#### Document text ####

The benefits essentially stayed the same. The cost of care didn’t. The difference? That was called “margin.” At first, maybe it looked like discipline. Keep premiums low. Keep networks tight. Keep the system sustainable. But that logic calcified, until protection became the mission, and coverage stopped covering.


The system didn’t break all at once. It evolved. Quietly, almost invisibly. And it was shaped, like any living system, by the behaviors it rewarded. Deny just enough claims to protect the bottom line. Keep annual maximums frozen to avoid paying for more care, while slowly raising premiums to increase profit. Compete on price, not value. Avoid innovations that might reduce gatekeeping. Treat dentists like vendors, not partners. Equate stagnation with sustainability.


So even though the bones of the original model remained, the mission got eaten alive by the incentives it fed on. And the people left inside that structure, patients, providers, office teams…
we’re the ones holding it up while it hollows. What was originally built to connect patients and providers now rewards those who can delay, defer, and deny just long enough to win the quarterly report. To whose benefit? Not the patient missing work just to be denied. Not the provider navigating a maze of codes and conditions. The only ones who win are the administrators and executives who built careers on enforcing bureaucratic compliance… not care.


Most patients think they’re the only ones being denied. But providers have a deeper knowledge and an ongoing, disturbing perspective… We’re not just trying to give care. We’re now spending hours trying to justify it. The forms. The pre-approvals. The faxes. The phone calls. The quiet shame of explaining to someone why they can’t afford to fix the tooth that’s keeping them up at night, not because the treatment isn’t available, but because their benefits already maxed out… in February.


Somewhere along the line, dental professionals stopped being advocates and became bureaucrats, tasked with enforcing unwritten but fixed rules.  And it happens slowly… until one day you realize you’re spending more time arguing with payers than talking with patients.

####

> [Work item A]:
In the essay on dental insurance, what was the difference between the unchanged benefits and the rising cost of care called?
> [Work item B]:
Please carry the dental insurance essay forward from its final sentence, keeping the same voice.

#### Information provided ####

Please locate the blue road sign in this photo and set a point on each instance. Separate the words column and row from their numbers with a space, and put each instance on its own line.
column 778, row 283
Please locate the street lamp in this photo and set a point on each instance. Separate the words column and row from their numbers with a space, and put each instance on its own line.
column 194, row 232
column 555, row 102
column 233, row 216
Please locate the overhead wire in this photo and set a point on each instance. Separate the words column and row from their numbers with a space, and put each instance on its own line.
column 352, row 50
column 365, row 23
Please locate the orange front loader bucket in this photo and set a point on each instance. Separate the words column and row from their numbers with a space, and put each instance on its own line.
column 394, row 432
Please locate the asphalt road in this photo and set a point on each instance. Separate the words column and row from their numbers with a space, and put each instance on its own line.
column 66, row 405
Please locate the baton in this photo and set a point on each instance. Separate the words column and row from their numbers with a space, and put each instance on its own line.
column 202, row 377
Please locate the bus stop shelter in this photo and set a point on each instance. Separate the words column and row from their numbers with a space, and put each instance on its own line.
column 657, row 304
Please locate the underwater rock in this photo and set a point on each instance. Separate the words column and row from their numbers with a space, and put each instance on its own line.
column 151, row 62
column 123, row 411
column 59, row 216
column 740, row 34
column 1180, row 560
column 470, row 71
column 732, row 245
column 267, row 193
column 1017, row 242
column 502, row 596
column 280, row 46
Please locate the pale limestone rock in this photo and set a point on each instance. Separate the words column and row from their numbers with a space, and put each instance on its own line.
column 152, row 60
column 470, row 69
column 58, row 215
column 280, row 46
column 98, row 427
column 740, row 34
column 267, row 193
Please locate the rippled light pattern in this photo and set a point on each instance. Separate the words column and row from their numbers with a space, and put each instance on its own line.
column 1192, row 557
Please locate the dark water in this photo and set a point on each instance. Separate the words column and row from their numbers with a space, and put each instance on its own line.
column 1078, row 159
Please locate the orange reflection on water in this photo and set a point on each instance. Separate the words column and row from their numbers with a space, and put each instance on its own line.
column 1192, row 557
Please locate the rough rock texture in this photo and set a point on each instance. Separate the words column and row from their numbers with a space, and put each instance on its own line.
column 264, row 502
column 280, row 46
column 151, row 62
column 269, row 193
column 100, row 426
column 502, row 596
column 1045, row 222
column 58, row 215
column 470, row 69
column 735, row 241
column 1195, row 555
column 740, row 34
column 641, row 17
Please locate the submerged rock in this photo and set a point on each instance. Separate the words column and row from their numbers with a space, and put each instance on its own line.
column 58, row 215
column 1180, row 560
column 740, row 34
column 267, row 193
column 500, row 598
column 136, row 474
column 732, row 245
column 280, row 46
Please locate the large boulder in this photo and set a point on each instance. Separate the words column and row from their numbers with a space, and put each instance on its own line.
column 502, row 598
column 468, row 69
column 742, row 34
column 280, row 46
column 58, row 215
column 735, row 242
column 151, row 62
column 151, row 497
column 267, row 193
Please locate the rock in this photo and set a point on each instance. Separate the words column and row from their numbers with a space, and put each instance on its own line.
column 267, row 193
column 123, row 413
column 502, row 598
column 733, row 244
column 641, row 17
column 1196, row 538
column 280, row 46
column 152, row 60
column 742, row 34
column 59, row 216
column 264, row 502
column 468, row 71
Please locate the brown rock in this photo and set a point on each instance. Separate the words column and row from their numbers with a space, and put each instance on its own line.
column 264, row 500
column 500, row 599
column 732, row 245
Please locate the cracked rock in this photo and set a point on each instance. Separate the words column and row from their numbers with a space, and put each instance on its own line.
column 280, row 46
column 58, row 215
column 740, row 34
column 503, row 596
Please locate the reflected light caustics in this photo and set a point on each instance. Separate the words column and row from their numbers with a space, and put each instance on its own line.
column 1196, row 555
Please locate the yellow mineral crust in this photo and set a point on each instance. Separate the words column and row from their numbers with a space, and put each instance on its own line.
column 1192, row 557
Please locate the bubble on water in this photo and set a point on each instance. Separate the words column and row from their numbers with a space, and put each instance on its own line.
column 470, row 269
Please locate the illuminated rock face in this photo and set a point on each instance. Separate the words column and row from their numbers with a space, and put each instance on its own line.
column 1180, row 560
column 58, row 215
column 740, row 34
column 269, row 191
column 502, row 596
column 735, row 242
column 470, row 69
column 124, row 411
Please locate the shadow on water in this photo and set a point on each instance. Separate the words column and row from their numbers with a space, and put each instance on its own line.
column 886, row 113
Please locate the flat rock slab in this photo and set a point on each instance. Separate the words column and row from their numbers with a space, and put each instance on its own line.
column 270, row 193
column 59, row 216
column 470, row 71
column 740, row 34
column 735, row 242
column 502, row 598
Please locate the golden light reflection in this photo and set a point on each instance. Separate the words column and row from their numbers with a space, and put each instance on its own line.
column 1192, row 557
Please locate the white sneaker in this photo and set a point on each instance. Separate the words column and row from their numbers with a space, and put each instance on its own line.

####

> [Response box A]:
It was called "margin."

> [Response box B]:
And yes, I’ve tried everything the system told me to try. Hired consultants to “close” more cases. Took CE courses to sell higher-ticket procedures. Considered offering treatments I didn’t even want to do, because they “were covered”, and I was underwater. But no matter how much I played their game, the friction never went away.


Because the people who decide what gets paid for aren’t the ones sitting across from the patient. And when that’s true, you don’t get a healthcare system. You get a system where proving you deserve treatment matters more than needing it.


You get structured decay.


No, I don’t think the people who built this system were evil... But eventually, the incentives stopped rewarding their better angels, and discouraged anyone who tried to prioritize care over what the system rewarded. And what started as a bridge between patients and providers now mostly just stands in the way.  But it still collects the toll… in both directions.


So no, this isn’t a whitepaper… It’s just what happens when you stay inside a structure long enough to realize it forgot what it was for… A system that still operates, but no longer serves.  A system that forgot the patient was ever the point. And everyone inside it feels it, even if no one’s allowed to say it out loud.


That’s structured decay:  the quiet outcome of a system no longer calibrated to correct itself.